**Выбранный отрывок:**
- - - -
Но слишком это было хорошо, чтоб так ему и быть. Дальше
всё, конечно, завязло: наверху же и задержали, и прежде
всего, Демичев. (На одной из квартир, где я
юмористически рассказывал, как дурил его при встрече,
стоял гебистский микрофон (очевидно у Теушей). Перед
Демичевым положили ленту этой записи. И хотя, если под
дверью подслушиваешь и стукнут в нос, то пенять надо как
будто на себя, Демичев рассвирепел на меня, стал моим вечным
заклятым врагом. На весь большой конфликт наложилась на
многие годы ещё его личная мстительность. В его лице
единственный раз со мной пыталось знакомиться Коллективное
Руководство - и вот...)
Ни коммюнике секретариата, ни отрывка в "Литгазете",
разумеется, не появилось: прекратилась радиобомбёжка с
Запада, и боссы решили, что можно пережить, ничего не
предпринявши. Были сведения у A. T., что 30 июня наверху
обсуждался мой вопрос. Но опять ничего не было решено. А
Демичев придумал такой план: чтобы секретариату СП иметь
суждение, надо всем сорока двум секретарям (Твардовский:
"тридцать три богатыря, сорок два секретаря") прочесть мои
тома и "Круг", и "Раковый", но прежде и обязательнее всего
- "Пир победителей" (жалко было им слезать с этого
безотказного конька!) Если учесть, что среди секретарей не
только не все владели пером, но и читали-то запинаясь, то
задуманный спуск на тормозах был полугодовым и обещал
перетянуть телегу в послеюбилейное время, когда можно будет
разговаривать покруче.
- - - -
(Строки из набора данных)
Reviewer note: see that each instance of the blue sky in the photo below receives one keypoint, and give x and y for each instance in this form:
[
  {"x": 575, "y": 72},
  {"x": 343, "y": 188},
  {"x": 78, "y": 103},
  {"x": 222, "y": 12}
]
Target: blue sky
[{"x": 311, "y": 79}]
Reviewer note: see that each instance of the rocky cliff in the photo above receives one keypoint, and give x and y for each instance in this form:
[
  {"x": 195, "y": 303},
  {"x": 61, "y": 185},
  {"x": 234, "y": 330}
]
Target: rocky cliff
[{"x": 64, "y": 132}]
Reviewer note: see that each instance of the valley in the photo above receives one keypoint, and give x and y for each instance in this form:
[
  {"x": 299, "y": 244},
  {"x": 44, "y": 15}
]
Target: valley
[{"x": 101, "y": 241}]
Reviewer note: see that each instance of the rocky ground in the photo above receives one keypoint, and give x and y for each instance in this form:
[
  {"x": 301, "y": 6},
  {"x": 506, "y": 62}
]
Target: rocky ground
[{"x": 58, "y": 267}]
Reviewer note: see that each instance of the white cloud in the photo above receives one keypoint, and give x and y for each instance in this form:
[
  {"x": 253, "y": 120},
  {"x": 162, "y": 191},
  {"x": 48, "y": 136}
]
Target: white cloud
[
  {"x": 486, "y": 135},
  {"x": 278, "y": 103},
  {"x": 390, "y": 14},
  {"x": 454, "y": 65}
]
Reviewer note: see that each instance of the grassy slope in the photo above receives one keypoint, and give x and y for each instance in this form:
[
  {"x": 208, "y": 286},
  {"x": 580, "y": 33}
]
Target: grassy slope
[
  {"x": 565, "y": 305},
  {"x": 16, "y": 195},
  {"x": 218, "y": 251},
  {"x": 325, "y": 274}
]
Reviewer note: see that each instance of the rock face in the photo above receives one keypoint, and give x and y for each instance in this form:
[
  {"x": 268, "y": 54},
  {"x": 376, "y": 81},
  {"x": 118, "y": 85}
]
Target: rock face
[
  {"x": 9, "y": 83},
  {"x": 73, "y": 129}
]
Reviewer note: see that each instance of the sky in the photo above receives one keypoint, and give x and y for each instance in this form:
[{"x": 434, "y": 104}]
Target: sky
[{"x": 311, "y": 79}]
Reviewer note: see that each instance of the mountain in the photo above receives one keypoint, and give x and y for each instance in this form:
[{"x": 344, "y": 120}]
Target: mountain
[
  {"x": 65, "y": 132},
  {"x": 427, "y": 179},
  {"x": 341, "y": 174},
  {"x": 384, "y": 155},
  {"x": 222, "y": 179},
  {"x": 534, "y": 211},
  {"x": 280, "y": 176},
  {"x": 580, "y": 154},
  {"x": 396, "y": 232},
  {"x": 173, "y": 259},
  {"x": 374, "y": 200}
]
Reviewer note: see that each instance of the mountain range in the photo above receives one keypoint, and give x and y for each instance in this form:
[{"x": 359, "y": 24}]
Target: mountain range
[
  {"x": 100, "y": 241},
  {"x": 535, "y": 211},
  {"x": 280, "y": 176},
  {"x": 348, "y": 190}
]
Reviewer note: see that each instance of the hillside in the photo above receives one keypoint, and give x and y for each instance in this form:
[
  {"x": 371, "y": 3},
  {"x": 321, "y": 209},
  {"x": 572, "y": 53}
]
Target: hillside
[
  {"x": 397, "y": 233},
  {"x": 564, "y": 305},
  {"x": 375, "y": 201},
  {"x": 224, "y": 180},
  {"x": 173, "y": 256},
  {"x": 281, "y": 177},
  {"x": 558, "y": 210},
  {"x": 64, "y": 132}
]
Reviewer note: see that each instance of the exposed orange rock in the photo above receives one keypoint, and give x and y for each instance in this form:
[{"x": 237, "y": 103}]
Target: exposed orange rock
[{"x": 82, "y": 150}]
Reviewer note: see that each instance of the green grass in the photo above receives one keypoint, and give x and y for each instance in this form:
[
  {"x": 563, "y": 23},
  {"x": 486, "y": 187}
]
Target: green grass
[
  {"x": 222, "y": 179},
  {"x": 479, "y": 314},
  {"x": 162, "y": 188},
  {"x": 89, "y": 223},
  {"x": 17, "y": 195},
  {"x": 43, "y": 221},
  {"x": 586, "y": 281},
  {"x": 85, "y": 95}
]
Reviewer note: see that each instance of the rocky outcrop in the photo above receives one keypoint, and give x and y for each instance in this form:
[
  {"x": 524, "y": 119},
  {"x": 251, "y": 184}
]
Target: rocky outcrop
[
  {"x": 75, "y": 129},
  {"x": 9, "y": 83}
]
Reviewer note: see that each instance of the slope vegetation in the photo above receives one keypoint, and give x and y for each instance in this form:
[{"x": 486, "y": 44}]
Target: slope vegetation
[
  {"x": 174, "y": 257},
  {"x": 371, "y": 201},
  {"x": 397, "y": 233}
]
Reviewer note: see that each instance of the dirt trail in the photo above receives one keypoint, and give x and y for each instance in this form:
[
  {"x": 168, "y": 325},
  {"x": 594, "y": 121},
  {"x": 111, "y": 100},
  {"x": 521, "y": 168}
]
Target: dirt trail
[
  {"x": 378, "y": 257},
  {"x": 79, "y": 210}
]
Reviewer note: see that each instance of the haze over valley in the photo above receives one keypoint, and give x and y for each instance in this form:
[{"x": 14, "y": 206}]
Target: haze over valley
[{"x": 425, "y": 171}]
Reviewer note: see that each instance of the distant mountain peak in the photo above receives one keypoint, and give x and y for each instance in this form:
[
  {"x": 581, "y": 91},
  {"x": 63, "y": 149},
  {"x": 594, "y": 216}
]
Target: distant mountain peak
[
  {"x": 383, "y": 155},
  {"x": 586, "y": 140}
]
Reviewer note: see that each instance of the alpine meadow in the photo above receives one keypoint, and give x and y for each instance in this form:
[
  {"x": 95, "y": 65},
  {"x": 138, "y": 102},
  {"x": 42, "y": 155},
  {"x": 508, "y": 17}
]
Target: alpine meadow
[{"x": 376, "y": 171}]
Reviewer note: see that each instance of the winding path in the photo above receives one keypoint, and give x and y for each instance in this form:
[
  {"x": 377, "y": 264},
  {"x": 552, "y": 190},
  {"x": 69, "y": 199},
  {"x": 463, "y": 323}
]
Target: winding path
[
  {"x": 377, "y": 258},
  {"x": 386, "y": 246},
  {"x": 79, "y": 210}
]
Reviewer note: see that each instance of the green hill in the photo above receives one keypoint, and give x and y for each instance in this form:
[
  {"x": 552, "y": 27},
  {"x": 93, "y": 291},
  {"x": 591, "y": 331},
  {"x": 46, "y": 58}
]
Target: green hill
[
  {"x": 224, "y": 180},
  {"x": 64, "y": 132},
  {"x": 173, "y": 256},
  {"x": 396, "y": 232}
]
- - - -
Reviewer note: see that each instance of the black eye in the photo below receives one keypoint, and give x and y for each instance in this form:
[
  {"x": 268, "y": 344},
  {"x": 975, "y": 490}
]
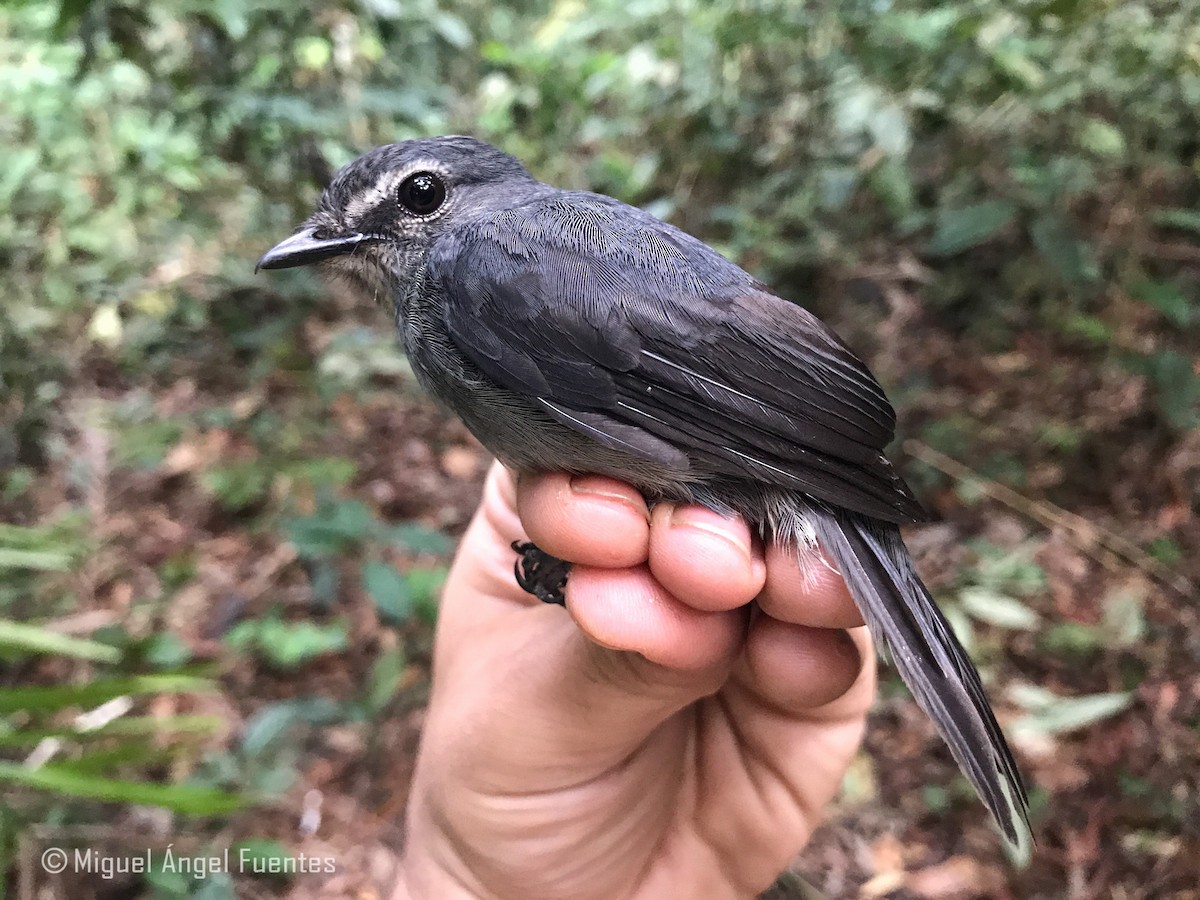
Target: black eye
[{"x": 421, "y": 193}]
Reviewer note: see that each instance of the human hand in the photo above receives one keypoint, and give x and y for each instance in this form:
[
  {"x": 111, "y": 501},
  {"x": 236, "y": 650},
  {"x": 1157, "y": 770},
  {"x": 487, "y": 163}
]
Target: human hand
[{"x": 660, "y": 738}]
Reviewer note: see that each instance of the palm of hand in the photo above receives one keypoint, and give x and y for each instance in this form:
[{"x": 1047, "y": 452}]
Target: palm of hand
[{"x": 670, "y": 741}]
- - - -
**Цель задания:** Как перевести на английский язык предложение из отрывка «Были сведения у A. T., что 30 июня наверху обсуждался мой вопрос.»? Записи для работы не нужны.

**Правильный ответ:** A. T. had information that my case was discussed at the top on June 30.